- **REQUIRED TASK**: Reproduce, word for word, the stretch of the cigar forum thread below from "As to whether" through "about cuban Cigars?".

── TEXT SEGMENT

Mexico is a terrible place to try a "cuban" cigar. I was just there and the vast majority of the cigars sold by vendors is pure crappola. If you love Honduran cigars, by all means continue to enjoy them. Just don't think that what you smoked in Mexico represents the experience of a good habanos.


----------



## Da Klugs (Jan 8, 2005)

IHT said:


> when you have real ones, you'll know.
> 
> but, if you don't want to know, watch "the matrix" again, and when they come to the part where the guy is chewing on steak that's not really steak, remember what he says...
> "*ignorance is bliss*."


The truth though painful, is much less expensive. :r


----------



## SDmate (Apr 24, 2005)

stitch45 said:


> tasted like moldy old rag weed


definitly sounds like you got hold of some fakes
there's only a few places in Mexico where you'll find real cubans LCdH is 1 of them


----------



## ghost (Jun 8, 2006)

One thing to consider is plain old human nature. We all want (whether secretly or openly :hn ) what is hard to get. Since they are considered contraband on the US therefore making people just go crazy for Cubans. You would be surpised how people who normally do not smoke (cigars, cigarretes or otherwise) would light up a cigar if it was presented to them as a genuine Cuban. I've seen this twice and it is pretty comical to watch as the person simply will not shut up about how good the cigar is because it is a Cuban when in fact it a knock-off of a Cuban brand .

As to whether they are better, I have heard both sides from experienced people. Some say that Cubans are simply the best and others say the opposite that there are smokes out there from other countries which are just as good if not better than Cubans. Guess in the end, like everything else about this hobby it comes down to personal preference.


----------



## dayplanner (Dec 11, 1997)

stitch45 said:


> Ok, I'm a newbie around here, and just re-discovered how much I love Cigars after years without them, So tell me, Whats the big deal about cuban Cigars?
> a few years ago while in Mexico I got this idea that I wanted a cigar, and low and behold I was able to buy real Cubans.
> The things tasted like moldy old rag weed, I threw all five of them away.
> i know for a fact that Castro ruined the tobaco industry down there
> ...

────
── LISTED ENTRIES

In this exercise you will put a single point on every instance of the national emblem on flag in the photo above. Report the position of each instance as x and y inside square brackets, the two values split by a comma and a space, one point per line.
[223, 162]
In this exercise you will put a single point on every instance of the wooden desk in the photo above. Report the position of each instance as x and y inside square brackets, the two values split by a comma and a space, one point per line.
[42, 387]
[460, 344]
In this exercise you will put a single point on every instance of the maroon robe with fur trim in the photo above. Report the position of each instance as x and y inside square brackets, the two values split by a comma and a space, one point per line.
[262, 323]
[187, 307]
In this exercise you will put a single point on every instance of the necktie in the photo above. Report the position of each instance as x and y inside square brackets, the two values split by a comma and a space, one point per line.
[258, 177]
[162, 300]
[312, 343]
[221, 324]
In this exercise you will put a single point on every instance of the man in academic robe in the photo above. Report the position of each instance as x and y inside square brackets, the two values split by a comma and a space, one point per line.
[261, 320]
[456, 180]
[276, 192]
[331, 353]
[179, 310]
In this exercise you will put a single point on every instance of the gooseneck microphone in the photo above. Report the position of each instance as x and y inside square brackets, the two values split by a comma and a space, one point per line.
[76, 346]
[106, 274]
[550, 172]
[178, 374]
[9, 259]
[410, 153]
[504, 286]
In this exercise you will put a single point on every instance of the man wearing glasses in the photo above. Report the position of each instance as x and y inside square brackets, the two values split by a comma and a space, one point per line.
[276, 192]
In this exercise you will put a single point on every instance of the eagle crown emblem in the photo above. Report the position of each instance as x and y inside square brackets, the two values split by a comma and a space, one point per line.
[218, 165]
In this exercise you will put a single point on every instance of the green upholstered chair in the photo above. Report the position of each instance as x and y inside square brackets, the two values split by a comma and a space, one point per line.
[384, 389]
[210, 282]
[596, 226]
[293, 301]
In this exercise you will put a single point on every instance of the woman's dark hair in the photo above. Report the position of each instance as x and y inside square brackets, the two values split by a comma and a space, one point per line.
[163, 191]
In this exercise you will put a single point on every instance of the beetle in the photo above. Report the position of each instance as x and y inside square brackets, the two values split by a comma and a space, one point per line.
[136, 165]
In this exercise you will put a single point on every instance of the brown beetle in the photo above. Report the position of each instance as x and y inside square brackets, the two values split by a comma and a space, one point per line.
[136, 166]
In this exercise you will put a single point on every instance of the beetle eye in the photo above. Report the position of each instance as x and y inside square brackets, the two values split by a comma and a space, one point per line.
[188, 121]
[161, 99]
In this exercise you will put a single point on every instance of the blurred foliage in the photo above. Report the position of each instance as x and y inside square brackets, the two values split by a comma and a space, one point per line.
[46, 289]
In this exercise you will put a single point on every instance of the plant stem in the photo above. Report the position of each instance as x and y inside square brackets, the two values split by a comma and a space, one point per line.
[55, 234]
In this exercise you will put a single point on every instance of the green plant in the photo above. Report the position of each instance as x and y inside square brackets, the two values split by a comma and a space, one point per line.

────

- **SOLUTION TO THIS EXERCISE**:
As to whether they are better, I have heard both sides from experienced people. Some say that Cubans are simply the best and others say the opposite that there are smokes out there from other countries which are just as good if not better than Cubans. Guess in the end, like everything else about this hobby it comes down to personal preference.


----------



## dayplanner (Dec 11, 1997)

stitch45 said:


> Ok, I'm a newbie around here, and just re-discovered how much I love Cigars after years without them, So tell me, Whats the big deal about cuban Cigars?